## Document segment
________________________________________

You spent three months perfecting your roast profile and another two weeks designing your label. But you still cannot figure out which bag will keep it fresh on a shelf for 12 months. That gap costs new brands thousands of dollars in returns and reprints every quarter.
A flat bottom coffee pouch is a multi-layer bag with a flat base, side gussets, and a front/back panel. It stands upright on retail shelves without support. It holds 8 oz to 5 lbs of whole bean or ground coffee. It uses barrier films that block oxygen and moisture per ASTM F1249 standards. Below, we explain every detail a first-time brand owner needs before ordering.
What Is a Flat Bottom Coffee Pouch and Why Does It Stand Out on Shelves
A flat bottom coffee pouch is a rigid-walled bag with five visible panels: front, back, two side gussets, and a flat base. The flat base allows the bag to stand upright on any shelf. The side gussets expand when filled, creating a box-like shape.
This design gives you 40% more printable surface area than a standard stand-up pouch. A 12 oz flat bottom pouch measures approximately 8 inches tall, 5.5 inches wide, and 3.25 inches deep. The front panel alone offers roughly 44 square inches of branding space.
Flat bottom pouches entered the specialty coffee market around 2012. Before that, most roasters used side-gusseted bags or tin-tie paper bags. The flat bottom design solved a shelf-stability problem. Older bags leaned, tipped, and collapsed under weight.
We produce flat bottom pouches on our HP Indigo 20000 digital press at our 50,000 square foot facility in Guangdong, China. Our press runs at 40 meters per minute using a 7-color process with no plate fees. This means you can order as few as 100 units with full photographic print quality.
The flat bottom pouch carries a higher per-unit cost than simpler formats. But it delivers a lower cost-per-impression at retail. A bag that stands and displays well sells 22% faster than a leaning pouch, based on our brand partner feedback from 1,300+ accounts.

________________________________________

## Records
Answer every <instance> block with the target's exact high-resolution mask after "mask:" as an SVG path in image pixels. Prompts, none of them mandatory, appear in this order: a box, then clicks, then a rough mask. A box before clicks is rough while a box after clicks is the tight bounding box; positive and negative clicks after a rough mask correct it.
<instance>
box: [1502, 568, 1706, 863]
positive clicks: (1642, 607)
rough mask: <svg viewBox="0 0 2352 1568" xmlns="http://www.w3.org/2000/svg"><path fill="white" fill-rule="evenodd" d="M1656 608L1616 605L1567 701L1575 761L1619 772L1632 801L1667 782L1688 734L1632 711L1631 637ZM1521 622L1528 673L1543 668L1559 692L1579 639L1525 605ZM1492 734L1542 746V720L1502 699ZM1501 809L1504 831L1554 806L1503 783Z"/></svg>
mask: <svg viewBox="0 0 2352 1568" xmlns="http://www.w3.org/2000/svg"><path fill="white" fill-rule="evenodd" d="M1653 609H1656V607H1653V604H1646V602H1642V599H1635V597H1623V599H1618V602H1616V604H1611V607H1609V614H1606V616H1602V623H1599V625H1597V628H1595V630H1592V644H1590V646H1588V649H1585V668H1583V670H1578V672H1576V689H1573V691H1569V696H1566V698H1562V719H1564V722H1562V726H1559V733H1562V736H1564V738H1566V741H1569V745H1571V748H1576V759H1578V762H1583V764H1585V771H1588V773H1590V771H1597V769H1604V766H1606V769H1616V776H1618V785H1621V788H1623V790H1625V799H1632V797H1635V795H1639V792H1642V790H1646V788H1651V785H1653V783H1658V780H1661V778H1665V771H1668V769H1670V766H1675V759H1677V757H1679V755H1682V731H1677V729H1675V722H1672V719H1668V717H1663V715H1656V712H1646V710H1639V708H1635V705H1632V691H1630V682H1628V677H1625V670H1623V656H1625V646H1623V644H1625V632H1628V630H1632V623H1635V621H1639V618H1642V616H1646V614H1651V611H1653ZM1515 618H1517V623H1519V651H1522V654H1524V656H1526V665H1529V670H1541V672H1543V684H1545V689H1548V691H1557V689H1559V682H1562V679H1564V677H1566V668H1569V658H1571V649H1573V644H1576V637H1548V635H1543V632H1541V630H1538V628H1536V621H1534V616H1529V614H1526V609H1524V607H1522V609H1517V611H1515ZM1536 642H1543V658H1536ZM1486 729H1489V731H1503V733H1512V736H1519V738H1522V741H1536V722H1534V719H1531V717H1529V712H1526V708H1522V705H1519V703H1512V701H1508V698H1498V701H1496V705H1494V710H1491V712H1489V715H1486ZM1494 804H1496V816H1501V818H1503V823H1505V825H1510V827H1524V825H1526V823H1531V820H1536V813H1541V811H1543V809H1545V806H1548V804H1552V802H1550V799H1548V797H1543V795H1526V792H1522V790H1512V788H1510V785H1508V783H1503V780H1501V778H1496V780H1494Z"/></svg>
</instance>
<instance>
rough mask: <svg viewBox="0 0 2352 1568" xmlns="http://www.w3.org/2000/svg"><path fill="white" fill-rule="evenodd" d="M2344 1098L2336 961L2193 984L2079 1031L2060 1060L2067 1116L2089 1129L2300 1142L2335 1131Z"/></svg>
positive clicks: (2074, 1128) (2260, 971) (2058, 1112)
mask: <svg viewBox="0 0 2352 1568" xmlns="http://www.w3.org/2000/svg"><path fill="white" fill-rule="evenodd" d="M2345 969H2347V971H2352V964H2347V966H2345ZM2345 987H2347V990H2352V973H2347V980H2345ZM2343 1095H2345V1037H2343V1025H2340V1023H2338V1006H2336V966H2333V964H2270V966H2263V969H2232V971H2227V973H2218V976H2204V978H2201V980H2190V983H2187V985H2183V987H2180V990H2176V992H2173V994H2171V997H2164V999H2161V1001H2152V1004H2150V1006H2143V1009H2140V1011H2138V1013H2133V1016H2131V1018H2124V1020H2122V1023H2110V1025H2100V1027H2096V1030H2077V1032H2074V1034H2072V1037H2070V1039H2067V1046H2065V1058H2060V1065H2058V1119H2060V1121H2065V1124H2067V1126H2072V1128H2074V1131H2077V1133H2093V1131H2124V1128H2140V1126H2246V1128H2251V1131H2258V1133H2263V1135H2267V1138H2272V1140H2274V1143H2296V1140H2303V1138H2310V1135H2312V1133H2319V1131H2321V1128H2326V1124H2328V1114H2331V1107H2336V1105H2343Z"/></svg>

________________________________________

## Problem
Copy the coffee pouch text from "A flat bottom coffee pouch is a multi-layer" to "needs before ordering.", renaming "side gussets" as "side folds". The records are separate material and have nothing to do with the coffee pouch text.

## Exercise output
A flat bottom coffee pouch is a multi-layer bag with a flat base, side folds, and a front/back panel. It stands upright on retail shelves without support. It holds 8 oz to 5 lbs of whole bean or ground coffee. It uses barrier films that block oxygen and moisture per ASTM F1249 standards. Below, we explain every detail a first-time brand owner needs before ordering.